*DIRECTIONS*. Reproduce each of the lines below word for word, in the same order.
---
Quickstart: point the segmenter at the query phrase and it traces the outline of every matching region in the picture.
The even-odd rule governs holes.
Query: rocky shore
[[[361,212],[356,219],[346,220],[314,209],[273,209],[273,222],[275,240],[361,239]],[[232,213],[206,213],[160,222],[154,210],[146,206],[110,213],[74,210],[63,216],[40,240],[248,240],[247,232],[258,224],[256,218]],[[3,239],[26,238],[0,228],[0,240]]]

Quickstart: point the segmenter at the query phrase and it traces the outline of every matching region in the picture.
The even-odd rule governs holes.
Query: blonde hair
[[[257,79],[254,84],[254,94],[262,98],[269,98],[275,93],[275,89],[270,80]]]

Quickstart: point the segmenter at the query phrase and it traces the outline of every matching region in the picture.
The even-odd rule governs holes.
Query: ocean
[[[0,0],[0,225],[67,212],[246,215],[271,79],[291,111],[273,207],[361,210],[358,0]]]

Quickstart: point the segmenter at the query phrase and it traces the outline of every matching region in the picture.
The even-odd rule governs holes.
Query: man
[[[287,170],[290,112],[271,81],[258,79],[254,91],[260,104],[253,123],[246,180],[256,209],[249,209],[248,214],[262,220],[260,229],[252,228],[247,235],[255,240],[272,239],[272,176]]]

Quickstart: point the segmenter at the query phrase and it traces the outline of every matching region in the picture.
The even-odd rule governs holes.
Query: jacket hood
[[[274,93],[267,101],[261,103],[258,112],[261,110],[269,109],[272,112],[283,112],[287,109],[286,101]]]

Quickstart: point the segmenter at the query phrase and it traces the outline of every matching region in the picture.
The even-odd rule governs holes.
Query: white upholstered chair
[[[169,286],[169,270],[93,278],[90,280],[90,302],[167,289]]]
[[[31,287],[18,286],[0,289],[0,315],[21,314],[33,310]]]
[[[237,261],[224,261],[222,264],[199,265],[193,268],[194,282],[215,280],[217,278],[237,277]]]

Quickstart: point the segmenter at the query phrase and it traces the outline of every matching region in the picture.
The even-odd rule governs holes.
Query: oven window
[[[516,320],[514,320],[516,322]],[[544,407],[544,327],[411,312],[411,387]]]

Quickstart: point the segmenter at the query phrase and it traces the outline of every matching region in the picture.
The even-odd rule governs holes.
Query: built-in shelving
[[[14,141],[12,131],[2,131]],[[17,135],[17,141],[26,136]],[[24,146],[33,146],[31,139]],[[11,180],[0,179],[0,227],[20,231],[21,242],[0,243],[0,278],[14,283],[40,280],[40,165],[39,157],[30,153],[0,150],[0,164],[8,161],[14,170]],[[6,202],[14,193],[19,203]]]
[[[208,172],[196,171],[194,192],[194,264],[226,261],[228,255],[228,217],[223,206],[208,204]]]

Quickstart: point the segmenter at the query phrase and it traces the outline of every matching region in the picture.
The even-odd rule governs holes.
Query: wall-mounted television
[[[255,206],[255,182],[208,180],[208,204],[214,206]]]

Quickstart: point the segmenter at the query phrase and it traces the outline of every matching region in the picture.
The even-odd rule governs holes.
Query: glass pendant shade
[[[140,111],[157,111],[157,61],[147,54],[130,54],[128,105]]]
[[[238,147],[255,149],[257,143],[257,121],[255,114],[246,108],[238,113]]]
---
*EXERCISE OUTPUT*.
Quickstart: point the segmenter at the query phrase and it traces the outline of every matching region in the picture.
The even-odd rule governs holes.
Query: rocky shore
[[[361,212],[356,219],[346,220],[314,209],[273,209],[273,222],[275,240],[361,239]],[[232,213],[206,213],[160,222],[154,210],[146,206],[110,213],[74,210],[63,216],[40,240],[248,240],[247,232],[258,224],[256,218]],[[3,239],[26,238],[0,228],[0,240]]]

Quickstart: point the segmenter at the query phrase and it traces the outline of every matching region in the picture.
The even-odd rule governs holes.
Query: blonde hair
[[[257,79],[254,84],[254,94],[262,98],[269,98],[275,93],[275,89],[270,80]]]

Quickstart: point the segmenter at the query phrase and it traces the outline of every matching region in the picture.
The even-odd rule governs holes.
Query: ocean
[[[0,0],[0,225],[67,212],[246,215],[271,79],[291,111],[273,207],[361,210],[358,0]]]

Quickstart: point the segmenter at the query phrase and it traces the outline of every matching region in the picture.
The even-odd rule governs holes.
Query: man
[[[287,170],[290,112],[271,81],[258,79],[254,91],[260,104],[253,123],[246,180],[256,209],[249,209],[248,214],[262,220],[260,229],[252,228],[247,235],[255,240],[272,239],[272,176]]]

Quickstart: point the segmenter at the query phrase and it traces the outline of every matching region in the picture.
The even-odd rule governs holes.
Query: jacket hood
[[[274,93],[267,101],[261,103],[258,112],[261,110],[269,109],[272,112],[283,112],[287,109],[286,101]]]

Quickstart: point the segmenter at the query phrase and it traces the outline of every matching region in the picture.
The even-odd rule governs holes.
Query: white upholstered chair
[[[169,286],[169,270],[93,278],[90,280],[90,302],[167,289]]]
[[[31,287],[18,286],[0,289],[0,315],[21,314],[33,310]]]
[[[237,261],[224,261],[222,264],[199,265],[193,268],[194,282],[215,280],[217,278],[237,277]]]

Quickstart: point the segmenter at the query phrase and it traces the outline of every matching region in the picture.
The even-odd rule governs holes.
Query: oven window
[[[516,320],[514,320],[516,322]],[[544,407],[544,327],[411,312],[411,387]]]

Quickstart: point the segmenter at the query phrase and it traces the outline of every matching region in the picture.
The even-odd rule governs holes.
Query: built-in shelving
[[[14,141],[12,131],[2,131]],[[17,135],[17,141],[26,136]],[[24,146],[33,146],[31,139]],[[11,180],[0,179],[0,227],[20,231],[21,242],[0,243],[0,278],[14,283],[40,280],[40,165],[39,157],[30,153],[0,150],[0,164],[8,161],[14,170]],[[6,202],[14,193],[19,203]]]
[[[208,172],[196,171],[194,192],[194,264],[226,261],[228,255],[228,217],[223,206],[208,204]]]

Quickstart: point the segmenter at the query phrase and it traces the outline of every matching region in the picture.
The even-odd rule governs holes.
Query: wall-mounted television
[[[255,206],[255,182],[208,180],[208,204],[214,206]]]

Quickstart: point the segmenter at the query phrase and it traces the outline of every matching region in the picture.
The even-odd rule governs holes.
Query: glass pendant shade
[[[140,111],[157,111],[157,61],[147,54],[130,54],[128,105]]]
[[[238,147],[255,149],[257,143],[257,121],[255,114],[246,108],[238,113]]]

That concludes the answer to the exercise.